» WORK TO COMPLETE:
Exactly repeat the full listing that follows.

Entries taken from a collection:
☆ ☆ ☆ ☆ ☆
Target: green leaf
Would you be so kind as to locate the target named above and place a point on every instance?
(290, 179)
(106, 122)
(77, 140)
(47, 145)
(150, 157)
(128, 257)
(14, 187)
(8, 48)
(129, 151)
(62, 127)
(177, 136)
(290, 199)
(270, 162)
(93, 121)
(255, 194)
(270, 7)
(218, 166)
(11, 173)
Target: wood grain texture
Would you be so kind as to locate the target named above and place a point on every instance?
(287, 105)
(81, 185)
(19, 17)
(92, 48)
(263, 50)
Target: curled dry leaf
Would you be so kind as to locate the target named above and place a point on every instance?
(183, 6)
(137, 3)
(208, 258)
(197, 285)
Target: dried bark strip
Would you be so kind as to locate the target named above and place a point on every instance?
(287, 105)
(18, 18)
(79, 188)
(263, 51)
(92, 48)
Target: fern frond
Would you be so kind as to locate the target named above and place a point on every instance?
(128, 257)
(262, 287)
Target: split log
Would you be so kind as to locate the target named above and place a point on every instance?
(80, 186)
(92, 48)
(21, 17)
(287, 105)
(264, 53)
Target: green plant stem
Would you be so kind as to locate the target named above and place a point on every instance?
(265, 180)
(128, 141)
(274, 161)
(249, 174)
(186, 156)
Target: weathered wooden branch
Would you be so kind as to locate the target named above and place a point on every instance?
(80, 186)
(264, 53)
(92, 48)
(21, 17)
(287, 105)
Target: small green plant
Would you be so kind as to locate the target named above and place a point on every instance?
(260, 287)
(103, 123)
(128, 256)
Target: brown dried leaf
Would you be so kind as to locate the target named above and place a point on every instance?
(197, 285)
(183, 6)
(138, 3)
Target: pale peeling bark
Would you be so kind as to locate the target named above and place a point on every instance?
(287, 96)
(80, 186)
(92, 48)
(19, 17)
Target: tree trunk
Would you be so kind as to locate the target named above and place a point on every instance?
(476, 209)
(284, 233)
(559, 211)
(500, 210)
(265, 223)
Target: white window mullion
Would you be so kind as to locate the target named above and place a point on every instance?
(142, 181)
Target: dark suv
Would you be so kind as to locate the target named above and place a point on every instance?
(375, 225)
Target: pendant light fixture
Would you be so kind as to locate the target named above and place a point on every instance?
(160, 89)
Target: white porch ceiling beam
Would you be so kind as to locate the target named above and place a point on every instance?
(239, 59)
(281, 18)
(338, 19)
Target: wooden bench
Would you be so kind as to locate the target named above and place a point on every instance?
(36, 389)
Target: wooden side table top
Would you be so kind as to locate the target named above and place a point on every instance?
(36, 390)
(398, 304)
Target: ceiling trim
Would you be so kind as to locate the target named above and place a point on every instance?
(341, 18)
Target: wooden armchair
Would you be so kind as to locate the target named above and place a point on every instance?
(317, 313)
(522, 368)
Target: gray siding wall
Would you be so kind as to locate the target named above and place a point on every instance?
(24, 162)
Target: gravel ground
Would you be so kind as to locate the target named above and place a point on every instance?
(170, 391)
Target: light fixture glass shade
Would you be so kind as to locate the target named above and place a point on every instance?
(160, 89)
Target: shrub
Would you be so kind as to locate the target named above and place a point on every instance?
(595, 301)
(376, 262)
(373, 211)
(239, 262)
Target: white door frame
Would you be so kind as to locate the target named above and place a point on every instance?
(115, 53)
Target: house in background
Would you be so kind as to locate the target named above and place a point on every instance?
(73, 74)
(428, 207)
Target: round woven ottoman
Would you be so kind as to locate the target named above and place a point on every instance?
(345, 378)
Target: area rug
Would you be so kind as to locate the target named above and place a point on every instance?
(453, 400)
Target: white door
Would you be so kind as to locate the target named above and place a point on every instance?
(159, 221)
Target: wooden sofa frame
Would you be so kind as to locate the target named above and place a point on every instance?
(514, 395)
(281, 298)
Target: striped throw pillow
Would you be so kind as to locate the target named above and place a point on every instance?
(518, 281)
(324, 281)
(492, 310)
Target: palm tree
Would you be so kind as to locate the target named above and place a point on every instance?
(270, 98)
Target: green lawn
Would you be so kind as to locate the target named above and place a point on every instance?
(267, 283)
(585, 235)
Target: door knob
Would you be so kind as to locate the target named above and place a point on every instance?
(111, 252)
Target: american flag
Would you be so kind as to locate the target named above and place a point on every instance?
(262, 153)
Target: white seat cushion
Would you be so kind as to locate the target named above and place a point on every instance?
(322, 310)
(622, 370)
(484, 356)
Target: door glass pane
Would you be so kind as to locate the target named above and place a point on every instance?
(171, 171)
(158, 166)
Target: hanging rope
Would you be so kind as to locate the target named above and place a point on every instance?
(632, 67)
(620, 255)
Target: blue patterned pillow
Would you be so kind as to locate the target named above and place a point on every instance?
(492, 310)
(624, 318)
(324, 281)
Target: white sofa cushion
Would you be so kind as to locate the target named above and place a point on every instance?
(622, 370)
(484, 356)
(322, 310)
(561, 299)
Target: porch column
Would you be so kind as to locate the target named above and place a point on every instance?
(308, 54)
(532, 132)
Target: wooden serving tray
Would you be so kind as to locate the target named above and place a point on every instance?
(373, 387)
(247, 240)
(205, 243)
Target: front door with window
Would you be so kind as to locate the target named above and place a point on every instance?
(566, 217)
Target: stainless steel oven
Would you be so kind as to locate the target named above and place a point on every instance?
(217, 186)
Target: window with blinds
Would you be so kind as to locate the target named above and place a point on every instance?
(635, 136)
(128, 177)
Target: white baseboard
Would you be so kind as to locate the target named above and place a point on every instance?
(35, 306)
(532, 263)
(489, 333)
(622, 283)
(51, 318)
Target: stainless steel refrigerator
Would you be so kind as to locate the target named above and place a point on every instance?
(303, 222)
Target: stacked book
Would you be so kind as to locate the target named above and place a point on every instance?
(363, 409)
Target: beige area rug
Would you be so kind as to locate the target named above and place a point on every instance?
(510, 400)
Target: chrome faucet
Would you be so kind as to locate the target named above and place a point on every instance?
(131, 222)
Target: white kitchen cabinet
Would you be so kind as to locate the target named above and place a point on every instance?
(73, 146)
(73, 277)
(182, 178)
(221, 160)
☆ ☆ ☆ ☆ ☆
» EXERCISE OUTPUT:
Target: green leaf
Would you be so kind as to locate the target named above and place a point on every instance?
(290, 179)
(106, 122)
(77, 140)
(47, 145)
(150, 157)
(128, 257)
(14, 187)
(8, 48)
(129, 151)
(62, 127)
(177, 136)
(290, 199)
(270, 162)
(93, 121)
(255, 194)
(270, 7)
(218, 166)
(11, 173)
Target: wood grain texture
Would you be so kind as to locate the target named above and place a point on every instance?
(287, 105)
(81, 185)
(19, 17)
(92, 48)
(263, 50)
Target: curled dry leaf
Would you be so kind as to locate the target named above and place a point on every instance?
(183, 6)
(137, 3)
(208, 258)
(197, 285)
Target: dried bark strip
Would you be so kind as to locate the target named above and place a point on every instance?
(287, 105)
(18, 18)
(79, 188)
(263, 51)
(92, 48)
Target: fern frond
Would you be so kind as to locate the target named above and place a point on every instance?
(128, 257)
(262, 287)
Target: split log
Would you be so kind as to locate the target named above and place a point on every instance?
(80, 186)
(92, 48)
(21, 17)
(287, 105)
(264, 53)
Target: green plant stem
Would you be so kind as to locate the target named above and place a point on every instance?
(265, 180)
(128, 141)
(274, 161)
(249, 174)
(186, 156)
Target: weathered wooden branch
Would you be so kind as to locate the target named above and place a point on every instance?
(80, 186)
(264, 53)
(92, 48)
(21, 17)
(287, 105)
Target: small green plant
Would you be so kind as to locate the target named above and place a point on every instance?
(260, 287)
(103, 123)
(128, 256)
Target: brown dried leaf
Would you be so kind as to locate the target named above and place a point on every instance?
(197, 285)
(183, 6)
(138, 3)
Target: pale peeling bark
Would you be so kind as to locate the target named above and place a point on every instance?
(287, 96)
(80, 186)
(92, 48)
(19, 17)
Target: tree trunk
Would you be so kind as to locate the target named above and place a point on every instance?
(476, 209)
(284, 233)
(559, 211)
(500, 210)
(265, 223)
Target: white window mullion
Would you be so kind as to locate the target named above and place a point on every instance?
(142, 181)
Target: dark suv
Would you be so kind as to locate the target named above and place a point on every instance?
(375, 225)
Target: pendant light fixture
Would you be so kind as to locate the target named above and place a point on every instance?
(160, 89)
Target: white porch ceiling beam
Would you be so kind as to locate the target named above and place a point on every instance?
(239, 59)
(281, 18)
(338, 19)
Target: wooden bench
Would you be so kind as to locate the target named above and place a point on every instance?
(36, 389)
Target: wooden side table top
Would you be so kind as to locate the target named above and place a point on every instance?
(36, 390)
(398, 304)
Target: ceiling trim
Would you be so kind as to locate the target named above and place a point on every instance?
(341, 18)
Target: wooden armchair
Would you be so kind as to locate the target named above and place a point on every instance?
(317, 313)
(522, 368)
Target: gray siding wall
Would you be so kind as to locate the target named above and place a point on every instance?
(24, 162)
Target: gravel ground
Would you be so kind as to locate the target named above and place a point on every instance?
(170, 391)
Target: light fixture glass shade
Would you be so kind as to locate the target named above and place a point on every instance?
(160, 89)
Target: shrub
Would you be so kind as to locate the target named above and place a point on every instance?
(595, 301)
(376, 262)
(373, 211)
(239, 262)
Target: white door frame
Would you be so kind as to locate the target named above and place a point on every instance?
(115, 53)
Target: house in background
Would you be so kind as to locate the target named above and place a point on every instance?
(73, 74)
(428, 207)
Target: round woven ottoman
Would you be so kind as to locate the target named above and place a point on every instance?
(345, 378)
Target: area rug
Would you be so kind as to locate the target named above and place a point on every instance?
(453, 400)
Target: white door
Would you be so kind as to locate the target named above and place a point on every instance?
(159, 221)
Target: wooden sofa frame
Would you be so kind as to locate the target named above and place a point on every instance?
(514, 395)
(281, 298)
Target: striped throw pillow
Would you be so kind as to locate the target named above and place a point on every instance?
(518, 281)
(324, 281)
(492, 310)
Target: palm tree
Would you be so kind as to locate the target named above and place a point on every instance?
(270, 98)
Target: green lawn
Would you be so kind as to locate the target named above and place a point on every instance?
(267, 283)
(585, 235)
Target: door knob
Would you be so kind as to locate the target named above and place a point on every instance?
(111, 252)
Target: american flag
Would you be so kind as to locate the target named above and place a point on every instance?
(262, 153)
Target: white seat cushion
Would you be so kind as to locate the target named above and place a point on every instance?
(322, 310)
(622, 370)
(484, 356)
Target: door glass pane
Would you be so kind as to locate the target named above and place a point on every instance?
(171, 171)
(158, 166)
Target: hanging rope
Would you be so kind as to locate the target named above and place a point on every instance?
(632, 67)
(620, 255)
Target: blue patterned pillow
Would you be so kind as to locate the target named above and place a point on every instance?
(492, 310)
(624, 318)
(324, 281)
Target: white sofa cushion
Would you be so kind as to locate the target named above and place a point on every instance?
(622, 370)
(484, 356)
(322, 310)
(561, 299)
Target: porch column
Would you be so kind as to locate the target named above and place a point on every instance?
(308, 54)
(532, 132)
Target: wooden serving tray
Would you be so kind as to locate the target named above and place a point on every instance?
(373, 387)
(247, 240)
(205, 243)
Target: front door with window
Would you be so kind as to locate the target named above and place a point on every instance?
(566, 217)
Target: stainless steel oven
Would you be so kind as to locate the target named above and place a point on every instance?
(217, 186)
Target: window with blinds
Would you be so kind as to locate the target named above and place a point on every instance?
(635, 136)
(128, 177)
Target: white baseboard
Would you be so kind as to locate the target named above and place a point on every instance?
(35, 306)
(532, 263)
(489, 333)
(622, 283)
(51, 318)
Target: stainless steel refrigerator
Would you be so kind as to locate the target named above and place a point on every instance?
(303, 222)
Target: stacked book
Would you be so kind as to locate the target named above and place a point on every instance?
(363, 409)
Target: beige area rug
Would you be so kind as to locate the target named above and place a point on every instance?
(510, 400)
Target: chrome faucet
Would you be so kind as to locate the target named above and place a point on every instance?
(131, 222)
Target: white kitchen cabinet
Would you be so kind as to locate the target named above and place a point on every instance?
(73, 146)
(73, 277)
(182, 178)
(221, 160)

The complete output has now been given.